◆ **Request 1**
Replace "white wall" with "painted wall" in the records, from their first line through the line holding "[350,55,640,282]", inclusive, and give those lines with nothing else changed.

◆ **Given text**
I’m currently trying to implement a softmax function in cuda in order to handle the last layer of my neural network. The softmax function is defined as following : https://en.wikipedia.org/wiki/Softmax_function
I need to deal with the output of my feed forward device function which gives me a matrix that contains all the values of each node of the neural network, for example :
[layer0[n0,n2,n3],layer1[n0,n1],layer2[n0,n1,n2]]
With no idea of where is the beginning index for layer2. To do this softmax, i first need to sum all the layer2’s nodes (exponentionalized), and then divide each of them by this value. I don’t know how to do this in a paralel way. Currently all my threads are doing a sequential sum in order to get this sum value, but it takes me sooooo long. Here is the code :

int outputSize = topology; //topology is a *int storing the NN topology (number of neurons for each layer) while size is the number of layers
int i = topology[0];
for(int tmp = 1; tmp < size-1; ++tmp)
i+=topology[tmp]; // Get the beginning of the last layer
int bound = i+outputSize; // Get the last item
while(i<bound){
sum+=dIn[i].exponential();
i++;
}

There is no coalesced memory access AND big global memory accesses … PLUS, there is no need to do this sum for each threads ? I’ve looked for some reductions, but i think that a reduction would only be better if my last layer is large enough. And in a classification task, the output layer isn’t that large. I know that the last thing to do is divide each node by this value, so this can be parralelized easily, but how to do this first sum efficiently, and where to store the value ?

If the last layer is small enough that a reduction or other optimized technique is not worthwhile, then I’m not sure why you’re asking this question or why you are attaching such importance to this one operation.

Nevertheless, the standard advice would be to perform operations in a thread-parallel way on the GPU, rather than have a single thread do all the work of a summing operation, for example.

The two basic thread-parallel approaches would be to use atomics to generate the sum or a classical parallel reduction. To make the computed sum most easily available across threads, usually one would store it in global memory somewhere. If you want to use atomics, then global atomics are pretty fast on kepler and beyond. For a parallel reduction, one would usually do the sweeping within shared memory, and put the final result in global memory, where it can be used by other threads for the subsequent division operation.

Thanks txbob for you reply. I was considering the fact of doing this part of the calculation on the host but i’m not sure that the time spent on data copy would be worth it. I’ll look for atomic operations, but in term of parallel reduction, if i’m right you need as much reduction call as the number of dimensions ? The first reduction gives you the sum of each block and the second the sum of this result ?

◆ **Request 2**
Output the part of the CUDA softmax thread between "i+=topology[tmp]; // Get" and "the value ?", inclusive, word for word.

◆ **Records to use**
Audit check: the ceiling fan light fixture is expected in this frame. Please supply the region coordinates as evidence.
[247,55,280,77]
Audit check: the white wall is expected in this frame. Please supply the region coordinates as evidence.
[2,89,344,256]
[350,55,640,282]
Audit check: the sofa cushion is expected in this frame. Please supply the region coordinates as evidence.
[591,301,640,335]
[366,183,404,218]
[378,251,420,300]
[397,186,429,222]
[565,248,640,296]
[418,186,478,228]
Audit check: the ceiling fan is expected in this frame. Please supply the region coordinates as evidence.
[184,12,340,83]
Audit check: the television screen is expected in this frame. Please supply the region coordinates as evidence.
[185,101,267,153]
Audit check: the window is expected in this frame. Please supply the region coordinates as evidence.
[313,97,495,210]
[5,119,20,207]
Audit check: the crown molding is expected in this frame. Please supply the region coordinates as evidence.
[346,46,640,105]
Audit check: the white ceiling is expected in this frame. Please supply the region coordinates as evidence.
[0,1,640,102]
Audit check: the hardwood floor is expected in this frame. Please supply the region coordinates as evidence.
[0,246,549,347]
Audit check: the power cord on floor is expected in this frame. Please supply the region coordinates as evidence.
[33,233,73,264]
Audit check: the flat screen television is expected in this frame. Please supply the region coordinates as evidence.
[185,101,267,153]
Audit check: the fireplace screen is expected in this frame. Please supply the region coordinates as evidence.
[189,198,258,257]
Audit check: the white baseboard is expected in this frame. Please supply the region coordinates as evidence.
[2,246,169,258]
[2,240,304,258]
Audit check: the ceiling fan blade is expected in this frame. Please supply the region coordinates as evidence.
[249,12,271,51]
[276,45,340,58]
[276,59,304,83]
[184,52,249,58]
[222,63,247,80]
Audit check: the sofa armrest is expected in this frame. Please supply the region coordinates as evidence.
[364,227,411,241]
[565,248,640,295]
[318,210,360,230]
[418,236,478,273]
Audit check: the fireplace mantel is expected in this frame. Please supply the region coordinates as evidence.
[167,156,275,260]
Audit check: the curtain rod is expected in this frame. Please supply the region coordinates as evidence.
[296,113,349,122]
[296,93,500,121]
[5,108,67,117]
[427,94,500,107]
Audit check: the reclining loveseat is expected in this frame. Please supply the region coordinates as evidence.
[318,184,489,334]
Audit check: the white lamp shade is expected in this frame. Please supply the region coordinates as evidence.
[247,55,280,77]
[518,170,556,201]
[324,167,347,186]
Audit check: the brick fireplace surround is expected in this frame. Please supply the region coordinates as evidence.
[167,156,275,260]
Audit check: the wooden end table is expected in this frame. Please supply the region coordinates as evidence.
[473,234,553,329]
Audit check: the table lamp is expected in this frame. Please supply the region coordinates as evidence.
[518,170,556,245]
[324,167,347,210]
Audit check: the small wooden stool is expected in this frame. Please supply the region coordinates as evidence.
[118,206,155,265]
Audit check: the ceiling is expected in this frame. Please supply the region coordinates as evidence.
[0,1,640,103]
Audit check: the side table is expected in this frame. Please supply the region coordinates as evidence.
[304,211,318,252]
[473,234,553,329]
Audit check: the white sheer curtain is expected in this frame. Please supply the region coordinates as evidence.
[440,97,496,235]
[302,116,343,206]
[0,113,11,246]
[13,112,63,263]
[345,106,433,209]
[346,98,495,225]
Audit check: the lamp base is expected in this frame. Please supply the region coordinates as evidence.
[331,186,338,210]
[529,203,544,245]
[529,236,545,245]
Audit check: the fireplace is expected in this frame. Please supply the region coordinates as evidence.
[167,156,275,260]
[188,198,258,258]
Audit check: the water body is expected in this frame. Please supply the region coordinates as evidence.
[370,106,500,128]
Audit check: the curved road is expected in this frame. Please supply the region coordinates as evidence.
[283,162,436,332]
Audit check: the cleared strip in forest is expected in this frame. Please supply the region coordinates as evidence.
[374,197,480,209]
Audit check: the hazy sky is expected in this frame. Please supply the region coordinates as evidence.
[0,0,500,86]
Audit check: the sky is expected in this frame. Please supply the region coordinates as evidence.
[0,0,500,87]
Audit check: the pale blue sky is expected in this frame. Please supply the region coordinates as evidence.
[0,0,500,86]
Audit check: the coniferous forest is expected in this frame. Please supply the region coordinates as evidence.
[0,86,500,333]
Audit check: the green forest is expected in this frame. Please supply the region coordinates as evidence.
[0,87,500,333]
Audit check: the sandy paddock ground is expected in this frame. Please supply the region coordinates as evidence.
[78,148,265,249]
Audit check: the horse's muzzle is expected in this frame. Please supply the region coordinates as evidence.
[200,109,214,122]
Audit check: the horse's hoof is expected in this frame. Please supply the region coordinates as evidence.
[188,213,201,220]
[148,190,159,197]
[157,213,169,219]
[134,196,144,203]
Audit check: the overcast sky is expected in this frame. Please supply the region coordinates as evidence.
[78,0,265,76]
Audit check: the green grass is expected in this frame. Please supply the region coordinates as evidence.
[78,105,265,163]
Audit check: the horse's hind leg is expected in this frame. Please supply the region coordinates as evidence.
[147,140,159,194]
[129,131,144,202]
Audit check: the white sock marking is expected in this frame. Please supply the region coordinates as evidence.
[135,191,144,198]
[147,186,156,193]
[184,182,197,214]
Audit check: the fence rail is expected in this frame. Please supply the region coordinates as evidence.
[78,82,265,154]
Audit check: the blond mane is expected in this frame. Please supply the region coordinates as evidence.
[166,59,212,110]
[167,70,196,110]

◆ **Exercise output 1**
Audit check: the ceiling fan light fixture is expected in this frame. Please supply the region coordinates as evidence.
[247,55,280,77]
Audit check: the painted wall is expected in this frame. Please supply the region coordinates as evidence.
[2,89,344,256]
[350,55,640,282]

◆ **Exercise output 2**
i+=topology[tmp]; // Get the beginning of the last layer
int bound = i+outputSize; // Get the last item
while(i<bound){
sum+=dIn[i].exponential();
i++;
}

There is no coalesced memory access AND big global memory accesses … PLUS, there is no need to do this sum for each threads ? I’ve looked for some reductions, but i think that a reduction would only be better if my last layer is large enough. And in a classification task, the output layer isn’t that large. I know that the last thing to do is divide each node by this value, so this can be parralelized easily, but how to do this first sum efficiently, and where to store the value ?